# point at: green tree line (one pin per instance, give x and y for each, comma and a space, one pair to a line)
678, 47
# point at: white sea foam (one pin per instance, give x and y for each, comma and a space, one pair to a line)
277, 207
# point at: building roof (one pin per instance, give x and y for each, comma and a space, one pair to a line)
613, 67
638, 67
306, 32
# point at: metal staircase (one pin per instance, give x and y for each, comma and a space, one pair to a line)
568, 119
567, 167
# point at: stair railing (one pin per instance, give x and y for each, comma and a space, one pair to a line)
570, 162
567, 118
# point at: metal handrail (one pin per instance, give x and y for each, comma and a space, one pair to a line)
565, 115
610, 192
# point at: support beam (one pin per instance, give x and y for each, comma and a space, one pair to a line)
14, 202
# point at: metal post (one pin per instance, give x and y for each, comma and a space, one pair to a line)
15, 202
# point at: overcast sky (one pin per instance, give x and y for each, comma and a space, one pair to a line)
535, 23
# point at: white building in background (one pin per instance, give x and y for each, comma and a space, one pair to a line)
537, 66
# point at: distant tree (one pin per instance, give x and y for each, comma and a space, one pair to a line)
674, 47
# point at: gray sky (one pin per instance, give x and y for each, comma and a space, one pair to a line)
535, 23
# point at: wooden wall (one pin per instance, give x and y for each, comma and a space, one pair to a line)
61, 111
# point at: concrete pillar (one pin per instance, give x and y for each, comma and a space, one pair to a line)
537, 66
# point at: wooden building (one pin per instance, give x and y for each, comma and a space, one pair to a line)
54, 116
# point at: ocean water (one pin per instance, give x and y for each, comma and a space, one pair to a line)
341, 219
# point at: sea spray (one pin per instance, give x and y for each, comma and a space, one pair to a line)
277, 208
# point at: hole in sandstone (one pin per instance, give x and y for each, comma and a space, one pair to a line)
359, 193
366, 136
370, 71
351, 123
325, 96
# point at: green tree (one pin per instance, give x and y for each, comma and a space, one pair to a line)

● Directions: Write the data out again in full and exactly.

● Expected answer:
# point at: green tree line (one pin per instance, give x and y for each, comma and a space, one pair to a line)
678, 47
# point at: white sea foam (one pin per instance, give x and y for each, comma and a space, one pair to a line)
277, 207
# point at: building roof (one pin per instance, give x and y for each, comma and a space, one pair to a line)
613, 67
638, 67
306, 32
# point at: metal staircase (one pin per instance, give x and y for each, comma and a space, one pair to a line)
568, 119
567, 167
# point at: stair railing (one pin per instance, give x and y for each, comma and a space, one pair to a line)
570, 162
567, 118
# point at: metal handrail (one pin per instance, give x and y for each, comma and a space, one pair to a line)
565, 115
610, 192
# point at: support beam (one pin per instance, give x and y for each, comma and a space, one pair to a line)
14, 202
# point at: metal post (one pin per instance, give x and y for each, comma and a space, one pair to a line)
15, 202
# point at: overcast sky (one pin per instance, give x and y for each, comma and a space, one pair to a line)
535, 23
# point at: white building in background (one pin per instance, give x and y for each, comma and a space, one pair to a line)
537, 66
# point at: distant tree (one pin per instance, give x and y for each, comma and a space, one pair to a line)
674, 47
# point at: gray sky (one pin per instance, give x and y for each, comma and a space, one pair to a line)
535, 23
# point at: wooden wall (one pin per instance, give x and y for each, comma and a space, one pair to a line)
61, 111
# point at: concrete pillar (one pin per instance, give x and y for each, comma and a space, one pair to a line)
537, 66
# point at: wooden building (one pin per instance, give x and y for each, comma and a space, one pair to a line)
54, 116
# point at: ocean water (one pin per instance, give x and y for each, comma and a space, one pair to a line)
341, 219
# point at: sea spray (one pin per instance, give x and y for each, comma and a space, one pair to a line)
277, 208
# point at: hole in sandstone (one pin per instance, give x and y for each, comma and a space, one pair to a line)
359, 193
366, 136
370, 71
351, 123
325, 96
# point at: green tree (one pin per instance, give x and y for each, comma and a space, one pair to a line)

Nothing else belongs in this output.